Hingga kini, peran domestik perempuan tak pernah dilepaskan dari aktivitas dapur, selain kasur dan sumur. Para feminis banyak mengkritik kegiatan di dapur ini bakal memerangkap perempuan dalam ”penjara domestik”. Tapi bagi sebagian perempuan lainnya, dapur justru menjadi ruang ekspresi sekaligus sarana membangun citra diri.
Jika dipandang secara sumir, aktivitas di dapur memang terkesan tak berharga dan tak nyaman, misalnya jika dibandingkan dengan aktivitas di ruang tamu, kamar tidur, dan ruang keluarga. Karena dijadikan lokasi memasak, dapur sering dianggap kotor dan pengap.
Namun banyak perempuan percaya, dapur punya andil dominan dalam menciptakan suasana rumah yang harmonis dan menyenangkan. Di Banyumas, misalnya, eksistensi perempuan dalam rumah tangga dapat diidentifikasi melalui dapur.
Jika sebuah rumah memiliki dapur yang sering digunakan, berarti peran perempuan dalam rumah tangga itu besar. Tapi sebaliknya, jika sebuah rumah tidak memiliki dapur dapat dipastikan tidak ada perempuan dalam rumah itu.
Selain itu, dapur juga mampu menggambarkan kondisi keluarga secara umum.
Keluarga yang sejahtera, misalnya, ditandai dengan banyaknya stok makanan yang tersedia di dapur. Semegah apapun rumah itu, sungguh tidak berarti apa-apa jika tidak ada makanan dalam dapur. Sebab, bagi sebuah keluarga, dapur menjadi sumbering urip.
Dalam beberapa hal, dapur juga mampu menggambarkan dinamika kehidupan rumah tangga. Dapur yang memiliki variasi kelengkapan memasak adalah petanda dari keluarga dinamis. Logikanya, kelengkapan dapur menandakan penghuninya senang berekspresi dengan masakan. Dan, kebiasaan masak seperti ini hanya dipraktikkan oleh keluarga yang aktif dan dinamis.
Memaknai dapur dalam simbol-simbol semiotis itu bukan sekadar laku gathuk mathuk seperti yang selama ini dipraktikkan orang Jawa. Sebab selain menggambarkan kondisi rumah tangga, dapur mampu menjadi representasi bakti seorang istri kepada suaminya. Masakan adalah bahasa bagi seorang istri untuk mengungkap berbagai perasaan dan gejolak pikirannya.
======
__YANG PERLU DIKERJAKAN__:
**A.** Sebutkan semua ruangan yang dibandingkan dengan dapur dalam teks tentang dapur.
**B.** Menurut teks tentang dapur, apa penanda keluarga yang sejahtera?
**C.** Ketik ulang bagian teks tentang dapur, mulai dari "Jika sebuah rumah memiliki" dan berlanjut sampai "keluarga secara umum.".
Jawablah hanya berdasarkan teks di atas.

__INFORMASI YANG DITAMPILKAN__:
======
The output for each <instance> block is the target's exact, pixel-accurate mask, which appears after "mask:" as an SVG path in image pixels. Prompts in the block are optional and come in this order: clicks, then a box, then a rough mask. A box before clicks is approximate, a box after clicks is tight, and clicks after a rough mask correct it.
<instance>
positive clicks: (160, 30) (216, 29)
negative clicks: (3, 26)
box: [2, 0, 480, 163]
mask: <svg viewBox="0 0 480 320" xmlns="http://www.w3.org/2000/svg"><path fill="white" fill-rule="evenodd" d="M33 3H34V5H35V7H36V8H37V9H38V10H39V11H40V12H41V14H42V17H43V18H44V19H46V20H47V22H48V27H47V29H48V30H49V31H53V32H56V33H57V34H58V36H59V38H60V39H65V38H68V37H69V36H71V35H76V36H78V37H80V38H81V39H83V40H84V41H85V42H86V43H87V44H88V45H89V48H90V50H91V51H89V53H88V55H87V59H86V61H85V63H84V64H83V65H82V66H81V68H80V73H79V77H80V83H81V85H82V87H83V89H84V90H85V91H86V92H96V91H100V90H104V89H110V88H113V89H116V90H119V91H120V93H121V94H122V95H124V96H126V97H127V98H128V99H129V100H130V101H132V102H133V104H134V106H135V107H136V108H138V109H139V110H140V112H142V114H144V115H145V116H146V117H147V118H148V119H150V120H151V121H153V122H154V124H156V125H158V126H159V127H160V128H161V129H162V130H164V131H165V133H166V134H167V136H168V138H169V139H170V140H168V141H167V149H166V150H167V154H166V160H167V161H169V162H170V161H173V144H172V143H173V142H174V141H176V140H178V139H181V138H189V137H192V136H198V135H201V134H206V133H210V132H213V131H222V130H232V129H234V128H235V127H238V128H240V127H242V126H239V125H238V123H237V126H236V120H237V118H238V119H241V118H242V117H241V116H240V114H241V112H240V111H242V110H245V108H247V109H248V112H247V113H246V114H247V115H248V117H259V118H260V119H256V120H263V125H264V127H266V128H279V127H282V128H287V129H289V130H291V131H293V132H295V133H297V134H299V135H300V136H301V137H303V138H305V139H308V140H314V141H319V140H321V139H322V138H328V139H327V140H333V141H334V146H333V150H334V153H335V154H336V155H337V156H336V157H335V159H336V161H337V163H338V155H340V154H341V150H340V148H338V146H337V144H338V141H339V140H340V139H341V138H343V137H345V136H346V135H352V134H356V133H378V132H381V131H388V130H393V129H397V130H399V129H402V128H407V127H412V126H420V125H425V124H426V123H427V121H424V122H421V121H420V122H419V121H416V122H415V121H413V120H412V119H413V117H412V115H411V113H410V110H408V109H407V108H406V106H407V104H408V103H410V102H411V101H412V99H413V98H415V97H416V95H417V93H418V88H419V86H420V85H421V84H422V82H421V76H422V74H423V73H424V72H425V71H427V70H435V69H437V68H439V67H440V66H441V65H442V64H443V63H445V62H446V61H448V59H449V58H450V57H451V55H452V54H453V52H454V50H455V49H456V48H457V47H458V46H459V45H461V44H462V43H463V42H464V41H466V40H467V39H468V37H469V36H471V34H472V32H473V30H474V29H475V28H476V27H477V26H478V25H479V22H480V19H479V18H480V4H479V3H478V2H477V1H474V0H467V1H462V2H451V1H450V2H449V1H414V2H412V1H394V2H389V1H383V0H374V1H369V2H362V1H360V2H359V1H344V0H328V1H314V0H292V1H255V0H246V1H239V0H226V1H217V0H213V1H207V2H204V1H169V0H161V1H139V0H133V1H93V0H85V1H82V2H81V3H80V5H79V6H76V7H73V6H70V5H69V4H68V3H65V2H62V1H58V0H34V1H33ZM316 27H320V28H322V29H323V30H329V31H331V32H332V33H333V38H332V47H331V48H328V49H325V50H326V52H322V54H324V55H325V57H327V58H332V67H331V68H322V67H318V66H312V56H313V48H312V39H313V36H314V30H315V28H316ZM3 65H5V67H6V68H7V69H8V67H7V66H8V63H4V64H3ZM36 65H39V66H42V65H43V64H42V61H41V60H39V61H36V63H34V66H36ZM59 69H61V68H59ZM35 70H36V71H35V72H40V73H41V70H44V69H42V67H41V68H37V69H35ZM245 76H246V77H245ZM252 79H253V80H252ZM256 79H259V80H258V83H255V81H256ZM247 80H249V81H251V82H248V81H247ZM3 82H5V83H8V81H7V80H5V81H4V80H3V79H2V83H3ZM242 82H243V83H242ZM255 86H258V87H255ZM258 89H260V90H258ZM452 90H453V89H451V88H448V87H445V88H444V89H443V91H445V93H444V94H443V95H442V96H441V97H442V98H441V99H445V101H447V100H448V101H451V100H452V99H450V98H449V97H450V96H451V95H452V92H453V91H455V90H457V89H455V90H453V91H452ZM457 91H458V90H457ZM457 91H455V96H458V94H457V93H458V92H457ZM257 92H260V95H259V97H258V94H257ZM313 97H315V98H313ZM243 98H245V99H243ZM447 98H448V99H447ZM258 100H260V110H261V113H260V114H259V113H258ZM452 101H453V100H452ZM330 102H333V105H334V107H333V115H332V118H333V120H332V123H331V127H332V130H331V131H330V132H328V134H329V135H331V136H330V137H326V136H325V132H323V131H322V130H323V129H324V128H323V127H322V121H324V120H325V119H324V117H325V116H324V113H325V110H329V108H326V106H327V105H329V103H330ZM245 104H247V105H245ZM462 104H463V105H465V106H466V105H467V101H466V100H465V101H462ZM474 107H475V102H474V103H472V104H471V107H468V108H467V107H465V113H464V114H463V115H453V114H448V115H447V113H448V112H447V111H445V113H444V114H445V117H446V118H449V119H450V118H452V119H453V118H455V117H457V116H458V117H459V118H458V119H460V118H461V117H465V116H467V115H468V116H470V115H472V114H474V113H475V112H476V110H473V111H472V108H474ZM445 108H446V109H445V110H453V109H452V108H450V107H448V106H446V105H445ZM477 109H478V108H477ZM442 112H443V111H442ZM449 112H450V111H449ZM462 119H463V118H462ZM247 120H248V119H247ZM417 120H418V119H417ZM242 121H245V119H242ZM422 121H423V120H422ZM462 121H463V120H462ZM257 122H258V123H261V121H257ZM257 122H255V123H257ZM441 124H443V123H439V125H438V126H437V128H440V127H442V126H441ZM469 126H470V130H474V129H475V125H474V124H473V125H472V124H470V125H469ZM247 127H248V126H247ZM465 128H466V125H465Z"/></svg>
======
__HASIL TIAP TUGAS__:
**A.** Ruang tamu, kamar tidur, dan ruang keluarga.

**B.** Banyaknya stok makanan yang tersedia di dapur.

**C.**
Jika sebuah rumah memiliki dapur yang sering digunakan, berarti peran perempuan dalam rumah tangga itu besar. Tapi sebaliknya, jika sebuah rumah tidak memiliki dapur dapat dipastikan tidak ada perempuan dalam rumah itu.
Selain itu, dapur juga mampu menggambarkan kondisi keluarga secara umum.